== Dataset extract

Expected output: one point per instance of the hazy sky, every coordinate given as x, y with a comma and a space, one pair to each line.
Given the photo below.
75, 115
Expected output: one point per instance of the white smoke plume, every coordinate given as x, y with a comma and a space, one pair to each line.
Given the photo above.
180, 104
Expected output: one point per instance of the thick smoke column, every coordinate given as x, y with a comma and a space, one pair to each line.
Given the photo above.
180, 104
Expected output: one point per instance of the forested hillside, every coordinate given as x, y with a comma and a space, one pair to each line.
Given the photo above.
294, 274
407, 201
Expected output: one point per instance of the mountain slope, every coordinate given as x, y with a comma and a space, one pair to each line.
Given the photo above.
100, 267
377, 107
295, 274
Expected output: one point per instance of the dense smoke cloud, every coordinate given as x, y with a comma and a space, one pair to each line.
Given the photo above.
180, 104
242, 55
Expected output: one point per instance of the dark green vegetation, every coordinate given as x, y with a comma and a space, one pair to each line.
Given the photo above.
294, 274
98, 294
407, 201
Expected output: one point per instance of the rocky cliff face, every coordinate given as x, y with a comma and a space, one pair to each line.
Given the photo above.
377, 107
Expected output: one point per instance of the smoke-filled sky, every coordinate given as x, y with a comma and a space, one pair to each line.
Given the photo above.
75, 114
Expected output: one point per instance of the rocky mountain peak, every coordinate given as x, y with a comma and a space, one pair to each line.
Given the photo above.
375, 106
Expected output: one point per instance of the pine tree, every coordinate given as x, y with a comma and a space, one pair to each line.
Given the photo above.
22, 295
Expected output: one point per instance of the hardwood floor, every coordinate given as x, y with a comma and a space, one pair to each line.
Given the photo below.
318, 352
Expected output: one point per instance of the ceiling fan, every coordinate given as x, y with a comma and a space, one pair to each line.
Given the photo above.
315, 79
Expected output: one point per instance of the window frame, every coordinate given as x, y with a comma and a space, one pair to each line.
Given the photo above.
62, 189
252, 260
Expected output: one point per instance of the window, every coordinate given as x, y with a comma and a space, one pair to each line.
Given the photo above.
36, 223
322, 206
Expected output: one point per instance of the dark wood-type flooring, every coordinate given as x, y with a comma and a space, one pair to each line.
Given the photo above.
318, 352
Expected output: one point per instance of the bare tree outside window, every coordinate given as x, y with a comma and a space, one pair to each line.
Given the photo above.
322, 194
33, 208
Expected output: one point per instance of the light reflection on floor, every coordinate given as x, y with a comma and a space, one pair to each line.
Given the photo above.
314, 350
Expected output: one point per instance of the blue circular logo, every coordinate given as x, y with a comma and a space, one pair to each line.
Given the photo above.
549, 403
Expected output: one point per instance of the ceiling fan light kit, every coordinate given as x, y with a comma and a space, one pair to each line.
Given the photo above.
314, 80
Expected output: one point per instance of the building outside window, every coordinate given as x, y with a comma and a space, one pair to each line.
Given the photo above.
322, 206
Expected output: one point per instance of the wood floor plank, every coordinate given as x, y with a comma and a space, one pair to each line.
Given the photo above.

====

[Given problem]: Reproduce word for word the entries from the line containing "Expected output: one point per instance of the building" through the last line of the entries.

[Task result]:
Expected output: one point per instance of the building outside window, every coordinate given as x, y with a comma and a space, one pair to each line.
Given the photo above.
322, 206
Expected output: one point per instance of the wood floor plank, every coordinate given as x, y with a comma and a space, one pair to each line.
Given the photo above.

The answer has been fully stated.